▶ **Text provided**:

Russell H. Dilday is a pastor, educator, former seminary president, and chancellor of B.H. Carroll Theological Institute. He is best known for his tenure as President of Southwestern Baptist Theological Seminary until his abrupt dismissal in 1994 during the Southern Baptist Convention conservative resurgence.

Career
He served as President of Southwestern Baptist Theological Seminary starting in 1978. During his sixteen-year tenure, the seminary annual enrollment exceeded 5000 students, making it the largest in American theological education nhistory.  In 1990, Christianity Today released a poll of its readers ranking the effectiveness of American seminaries.  Southwestern Seminary was ranked “number one among the top 33 graduate theological schools in the nation.   

He was fired in March 1994 by what had become majority conservative-leaning board of trustees in a 26-7 vote during the Southern Baptist Convention conservative resurgence.  Dilday described the resurgence as having fragmented Southern Baptist fellowship and as being "far more serious than a controversy". Dilday described it as being "a self-destructive, contentious, one-sided feud that at times took on combative characteristics".

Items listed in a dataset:
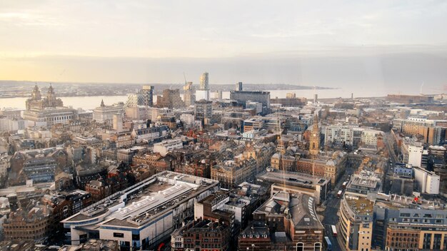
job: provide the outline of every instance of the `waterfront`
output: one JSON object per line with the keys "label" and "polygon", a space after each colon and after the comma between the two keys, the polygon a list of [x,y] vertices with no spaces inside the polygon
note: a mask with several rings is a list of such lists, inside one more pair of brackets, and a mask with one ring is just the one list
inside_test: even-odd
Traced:
{"label": "waterfront", "polygon": [[[318,98],[349,98],[351,92],[343,88],[338,89],[298,89],[298,90],[272,90],[270,91],[271,98],[278,97],[286,98],[288,93],[295,93],[296,97],[304,97],[308,99],[313,98],[315,93],[318,94]],[[30,91],[31,93],[31,91]],[[386,96],[386,93],[370,93],[369,96]],[[182,96],[182,95],[181,95]],[[230,93],[224,91],[222,93],[224,98],[229,98]],[[356,96],[354,93],[354,96]],[[365,96],[360,95],[360,96]],[[183,97],[183,96],[182,96]],[[92,110],[99,106],[101,101],[104,100],[106,105],[111,105],[118,102],[126,102],[126,96],[80,96],[80,97],[60,97],[64,101],[66,106],[71,106],[74,108],[82,108],[84,110]],[[154,102],[156,102],[156,96],[154,97]],[[0,98],[0,108],[16,108],[19,109],[25,109],[25,101],[28,98]]]}

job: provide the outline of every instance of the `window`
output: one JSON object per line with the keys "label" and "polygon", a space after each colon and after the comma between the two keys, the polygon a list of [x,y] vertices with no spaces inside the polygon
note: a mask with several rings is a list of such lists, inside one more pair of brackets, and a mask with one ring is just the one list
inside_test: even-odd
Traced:
{"label": "window", "polygon": [[304,251],[304,243],[298,243],[296,245],[296,251]]}
{"label": "window", "polygon": [[123,238],[124,237],[124,234],[122,232],[114,232],[114,237]]}

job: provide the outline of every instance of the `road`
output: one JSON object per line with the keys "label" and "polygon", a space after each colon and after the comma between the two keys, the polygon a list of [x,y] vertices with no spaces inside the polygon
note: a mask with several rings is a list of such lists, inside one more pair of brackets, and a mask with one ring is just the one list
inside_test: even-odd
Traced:
{"label": "road", "polygon": [[324,219],[323,219],[323,225],[324,226],[325,235],[329,237],[331,242],[332,243],[333,250],[342,250],[338,245],[337,238],[332,236],[332,229],[331,227],[333,225],[336,225],[338,222],[338,209],[340,208],[341,199],[338,199],[336,196],[337,192],[341,190],[341,185],[343,182],[349,180],[349,175],[353,173],[353,168],[349,167],[346,168],[346,170],[343,176],[338,180],[338,182],[333,187],[330,197],[326,200],[326,208],[324,210]]}

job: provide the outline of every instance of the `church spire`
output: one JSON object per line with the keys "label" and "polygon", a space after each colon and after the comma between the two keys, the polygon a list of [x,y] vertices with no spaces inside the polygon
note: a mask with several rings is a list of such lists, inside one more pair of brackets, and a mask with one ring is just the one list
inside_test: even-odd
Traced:
{"label": "church spire", "polygon": [[318,155],[320,152],[320,129],[318,128],[318,117],[316,114],[309,140],[309,153],[312,156]]}

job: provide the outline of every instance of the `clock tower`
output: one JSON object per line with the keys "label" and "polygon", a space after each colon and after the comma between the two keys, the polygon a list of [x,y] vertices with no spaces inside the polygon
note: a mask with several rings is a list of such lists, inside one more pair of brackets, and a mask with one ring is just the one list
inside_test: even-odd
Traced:
{"label": "clock tower", "polygon": [[309,153],[315,157],[318,155],[320,151],[320,129],[318,128],[318,118],[315,116],[313,119],[313,125],[311,131],[311,138],[309,140]]}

▶ **Set problem**:
From the text on Russell H. Dilday, copy the stretch from "Russell H. Dilday" through "in the nation.".

▶ **Solution to this exercise**:
Russell H. Dilday is a pastor, educator, former seminary president, and chancellor of B.H. Carroll Theological Institute. He is best known for his tenure as President of Southwestern Baptist Theological Seminary until his abrupt dismissal in 1994 during the Southern Baptist Convention conservative resurgence.

Career
He served as President of Southwestern Baptist Theological Seminary starting in 1978. During his sixteen-year tenure, the seminary annual enrollment exceeded 5000 students, making it the largest in American theological education nhistory.  In 1990, Christianity Today released a poll of its readers ranking the effectiveness of American seminaries.  Southwestern Seminary was ranked “number one among the top 33 graduate theological schools in the nation.